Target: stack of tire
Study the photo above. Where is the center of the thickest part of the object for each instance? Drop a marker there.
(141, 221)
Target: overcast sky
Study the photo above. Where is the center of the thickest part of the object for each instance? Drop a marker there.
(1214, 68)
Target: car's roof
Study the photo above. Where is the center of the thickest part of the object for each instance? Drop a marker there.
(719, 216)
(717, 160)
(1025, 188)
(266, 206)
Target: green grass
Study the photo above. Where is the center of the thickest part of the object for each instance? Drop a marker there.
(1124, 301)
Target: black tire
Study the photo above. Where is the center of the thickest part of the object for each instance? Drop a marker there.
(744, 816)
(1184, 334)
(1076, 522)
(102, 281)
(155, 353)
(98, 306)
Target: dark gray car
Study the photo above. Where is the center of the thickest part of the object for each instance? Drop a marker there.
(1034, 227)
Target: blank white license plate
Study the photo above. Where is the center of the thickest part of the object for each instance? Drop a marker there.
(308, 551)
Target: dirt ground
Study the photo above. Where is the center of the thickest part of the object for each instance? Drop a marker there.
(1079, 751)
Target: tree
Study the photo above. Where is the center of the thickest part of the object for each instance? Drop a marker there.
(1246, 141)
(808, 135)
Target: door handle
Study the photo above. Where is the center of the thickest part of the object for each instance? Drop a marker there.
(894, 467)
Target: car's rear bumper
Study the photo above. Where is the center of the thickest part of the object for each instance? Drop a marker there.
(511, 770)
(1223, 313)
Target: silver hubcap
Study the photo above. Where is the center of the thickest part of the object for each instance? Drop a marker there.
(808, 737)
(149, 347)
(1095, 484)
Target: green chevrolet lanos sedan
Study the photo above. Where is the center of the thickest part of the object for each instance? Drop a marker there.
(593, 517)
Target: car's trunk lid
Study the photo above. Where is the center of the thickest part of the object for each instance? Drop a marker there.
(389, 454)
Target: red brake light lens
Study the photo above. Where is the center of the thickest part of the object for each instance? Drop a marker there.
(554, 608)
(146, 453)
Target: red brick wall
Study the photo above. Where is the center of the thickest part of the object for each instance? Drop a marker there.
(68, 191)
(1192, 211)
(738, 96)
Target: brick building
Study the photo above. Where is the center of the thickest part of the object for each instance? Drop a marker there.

Aim of the task =
Format every line of the records above as a numbered list, and skip any blank lines.

Task result =
1. Target: stack of tire
2. Study the photo above. Where is the center of the thickest part of the object for each instance? Drop a marker there.
3. (141, 221)
4. Target: overcast sky
5. Study the photo above. Where is the center of the thickest part of the object for each instance? Drop a marker there.
6. (1214, 68)
7. Target: car's roof
8. Study the photo above. Where is the center of the thickest part of the object for each instance? Drop a marker there.
9. (719, 216)
10. (717, 160)
11. (1025, 188)
12. (266, 206)
13. Target: green grass
14. Study the photo above. Where is the center of the thickest part of the object for each instance? Drop a marker there.
15. (1124, 301)
16. Target: black tire
17. Study the photo above. Where is the center of the thickest part of the object for each instance? Drop a marker there.
18. (744, 816)
19. (1184, 334)
20. (1076, 522)
21. (102, 281)
22. (155, 353)
23. (98, 306)
24. Target: dark gray car
25. Study the photo above. Where is the center of the thickest part of the object for each instance? Drop a marker there.
26. (1034, 227)
27. Target: blank white license plate
28. Study the photo above. Where is the center of the thickest part of the object for each instance? Drop a marker there.
29. (308, 551)
30. Target: dirt ground
31. Study the photo above. Where is the center of the thickest part of the object for each instance? Drop a marker there.
32. (1079, 751)
33. Target: tree
34. Study the photo above. Where is the center of the thickest part of the object for each instance? Drop a marker there.
35. (1246, 141)
36. (808, 135)
37. Target: door handle
38. Study the photo above. Where is the center of the thickest part of the object for each instance? Drop a marker there.
39. (894, 467)
40. Target: car's rear bumper
41. Study the photo above. Where is the center of the thickest part of the object for each instance? Drop a marker there.
42. (511, 770)
43. (1223, 313)
44. Target: silver hubcap
45. Study the photo above. Where is the center of the thickest part of the object for each instance? Drop a marker there.
46. (808, 737)
47. (149, 347)
48. (1095, 484)
49. Target: green chevrolet lanos sedan
50. Study the photo above. Where is the center of the thickest part of the object for each instance? Drop a marker there.
51. (593, 517)
52. Target: car's trunk lid
53. Study the photo above. Where is the center of the thickest part of the object for each instance? Drop a marker there.
54. (389, 454)
55. Target: red brake light lens
56. Study the photo above. Where is the center of the thickest part of the object for each instance? Drop a marker there.
57. (554, 608)
58. (146, 453)
59. Target: red brick wall
60. Study the photo above. Where is the center of the thickest part of the object for each instance? Drop a marker there.
61. (68, 191)
62. (1192, 211)
63. (738, 96)
64. Target: brick building
65. Study the photo above. Where is the center of the thickest part of the object for each instance? Drop a marker there.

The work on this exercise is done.